_Exercise directions_
Which lines below contain the word "cloud"? Return each of them in full.

_Data rows_
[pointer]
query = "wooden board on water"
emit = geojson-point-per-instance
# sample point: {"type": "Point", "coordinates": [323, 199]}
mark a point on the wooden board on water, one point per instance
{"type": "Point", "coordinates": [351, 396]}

...

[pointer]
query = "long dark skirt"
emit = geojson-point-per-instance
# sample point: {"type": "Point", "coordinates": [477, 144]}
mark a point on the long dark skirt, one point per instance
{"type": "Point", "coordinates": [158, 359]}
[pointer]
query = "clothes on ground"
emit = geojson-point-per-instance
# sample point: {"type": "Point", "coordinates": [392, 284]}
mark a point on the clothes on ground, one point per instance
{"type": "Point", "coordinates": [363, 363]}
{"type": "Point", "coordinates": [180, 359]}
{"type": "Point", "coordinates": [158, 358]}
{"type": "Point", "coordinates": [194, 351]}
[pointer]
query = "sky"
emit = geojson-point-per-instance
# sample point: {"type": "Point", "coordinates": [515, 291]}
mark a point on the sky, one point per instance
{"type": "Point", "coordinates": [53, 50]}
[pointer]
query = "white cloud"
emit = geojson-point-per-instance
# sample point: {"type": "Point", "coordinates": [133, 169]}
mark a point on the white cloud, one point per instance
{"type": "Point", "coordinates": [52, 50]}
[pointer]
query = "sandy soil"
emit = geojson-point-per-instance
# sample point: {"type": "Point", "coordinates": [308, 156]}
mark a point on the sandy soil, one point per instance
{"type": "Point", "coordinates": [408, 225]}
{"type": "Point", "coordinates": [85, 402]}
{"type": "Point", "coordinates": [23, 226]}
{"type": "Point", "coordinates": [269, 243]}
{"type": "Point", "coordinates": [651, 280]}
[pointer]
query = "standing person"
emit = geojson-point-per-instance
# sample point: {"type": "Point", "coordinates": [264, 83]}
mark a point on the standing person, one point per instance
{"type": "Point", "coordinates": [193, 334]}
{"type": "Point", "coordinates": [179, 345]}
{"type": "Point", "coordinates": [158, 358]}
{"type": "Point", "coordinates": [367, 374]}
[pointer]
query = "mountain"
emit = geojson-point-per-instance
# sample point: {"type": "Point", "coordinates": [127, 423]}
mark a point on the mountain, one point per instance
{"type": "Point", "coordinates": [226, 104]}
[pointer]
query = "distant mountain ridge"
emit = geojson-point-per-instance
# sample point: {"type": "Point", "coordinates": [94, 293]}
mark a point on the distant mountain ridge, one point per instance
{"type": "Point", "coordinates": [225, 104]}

_Output below_
query = "white cloud"
mark a point on the white cloud, one point per instance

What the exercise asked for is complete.